### INPUT MATERIAL ###
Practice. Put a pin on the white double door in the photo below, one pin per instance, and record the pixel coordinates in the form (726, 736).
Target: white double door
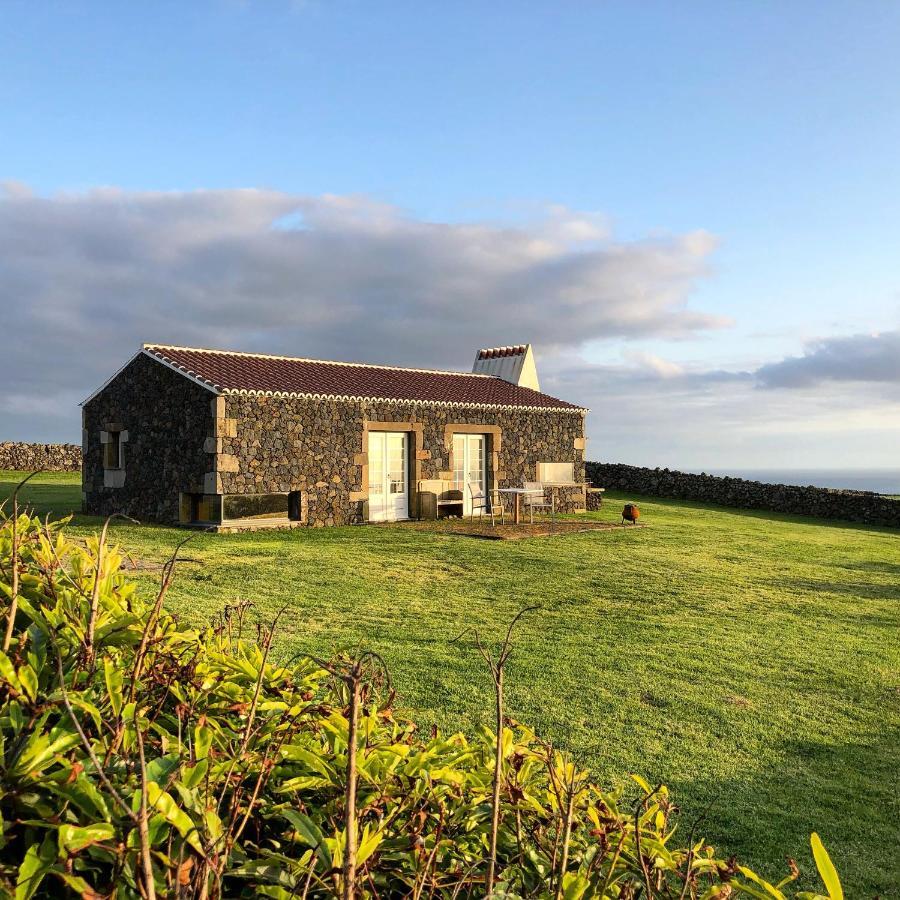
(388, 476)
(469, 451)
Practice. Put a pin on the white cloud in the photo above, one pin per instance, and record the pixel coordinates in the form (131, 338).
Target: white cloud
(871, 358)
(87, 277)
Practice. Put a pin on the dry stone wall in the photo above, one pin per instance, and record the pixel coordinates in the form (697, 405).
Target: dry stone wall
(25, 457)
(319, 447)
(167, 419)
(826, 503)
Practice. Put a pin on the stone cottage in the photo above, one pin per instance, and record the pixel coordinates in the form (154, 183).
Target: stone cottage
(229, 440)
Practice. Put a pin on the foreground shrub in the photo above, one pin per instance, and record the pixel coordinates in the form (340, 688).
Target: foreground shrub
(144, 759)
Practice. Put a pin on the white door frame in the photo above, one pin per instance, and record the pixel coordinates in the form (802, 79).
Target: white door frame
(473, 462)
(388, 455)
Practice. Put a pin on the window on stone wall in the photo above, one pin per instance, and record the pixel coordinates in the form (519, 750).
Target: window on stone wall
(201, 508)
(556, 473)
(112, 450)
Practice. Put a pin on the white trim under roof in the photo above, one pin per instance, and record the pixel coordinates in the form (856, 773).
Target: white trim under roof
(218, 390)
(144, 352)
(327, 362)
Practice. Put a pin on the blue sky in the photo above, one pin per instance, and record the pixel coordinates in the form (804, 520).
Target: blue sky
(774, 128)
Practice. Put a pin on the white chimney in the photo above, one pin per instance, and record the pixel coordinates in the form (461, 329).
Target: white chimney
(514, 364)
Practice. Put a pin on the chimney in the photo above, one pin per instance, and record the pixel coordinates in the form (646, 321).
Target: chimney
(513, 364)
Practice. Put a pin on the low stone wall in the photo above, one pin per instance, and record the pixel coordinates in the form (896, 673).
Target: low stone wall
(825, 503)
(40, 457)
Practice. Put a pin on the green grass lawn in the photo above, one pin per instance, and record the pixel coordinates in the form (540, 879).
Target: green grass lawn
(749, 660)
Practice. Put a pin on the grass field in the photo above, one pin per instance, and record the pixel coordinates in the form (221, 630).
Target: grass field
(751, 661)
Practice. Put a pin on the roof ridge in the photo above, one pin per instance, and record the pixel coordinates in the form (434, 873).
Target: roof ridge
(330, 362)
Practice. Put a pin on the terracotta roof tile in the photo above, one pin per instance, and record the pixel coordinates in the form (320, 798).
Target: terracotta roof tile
###
Could you write out all of the records above word for word, leaving the pictures out?

== ANSWER TO THIS TASK ==
Practice. Put a pin on the white double door in the photo below, one pin per instance, and record the pixel coordinates in the form (726, 736).
Target: white double door
(388, 476)
(469, 451)
Practice. Put a pin on the white cloud in the photo above, one pin per instance, and record the pixel coordinates in the form (131, 338).
Target: white cloud
(871, 358)
(87, 277)
Practice. Put a pin on the dry stone wall in the photo above, one pin per instance, and record the pixel coordinates in the form (697, 405).
Target: dry stone wall
(25, 457)
(319, 447)
(167, 419)
(826, 503)
Practice. Put a pin on the stone cottage in the photo above, one pin per instance, and record the pixel coordinates in the form (154, 183).
Target: stone cottage
(229, 440)
Practice. Put a pin on the foreground shrub in the photo above, one pin per instance, and record the pixel coordinates in the form (340, 688).
Target: foreground shrub
(144, 759)
Practice. Put a pin on the white door frame in the photo above, one pin per instance, and record the pixel coordinates in the form (802, 79).
Target: white door frame
(473, 462)
(388, 455)
Practice. Put a pin on the window on stone wall in the photo above, one pin per instance, and record the pixel coordinates in the form (519, 750).
Target: window on stone wall
(201, 508)
(556, 473)
(112, 450)
Practice. Put a pin on the white trim under roof in the photo above, one pin per instance, and record the pixel coordinates in the form (856, 773).
Target: white trim under roof
(218, 390)
(144, 352)
(327, 362)
Practice. Put a pin on the blue sky in the photo above, one pin per instance, and record the pixel coordinates in the form (804, 520).
Target: blue sky
(774, 128)
Practice. Put a pin on the white chimney in the photo above, one pin per instance, and record the pixel coordinates in the form (461, 329).
Target: white chimney
(514, 364)
Practice. Put a pin on the chimney in the photo above, one pin per instance, and record the pixel coordinates in the form (646, 321).
Target: chimney
(513, 364)
Practice. Put a pin on the low stone wall in the photo above, one pin per instance, and record the pixel coordinates in the form (896, 673).
Target: low stone wall
(825, 503)
(40, 457)
Practice. Put a pin on the green grass lawn in the photo above, one pin per instance, and record the pixel coordinates in the form (540, 879).
Target: green grass lawn
(749, 660)
Practice. Put a pin on the grass field in the photo above, one pin per instance, and record the pixel coordinates in the form (221, 630).
Target: grass field
(751, 661)
Practice. Put a pin on the roof ridge in the photo above, one pin per instance, and record the pixel coordinates in the form (434, 873).
Target: roof ridge
(330, 362)
Practice. Put a pin on the terracotta roof tile in the photo above, one pin per instance, and record the pixel coordinates in the form (320, 798).
Target: terracotta roof tile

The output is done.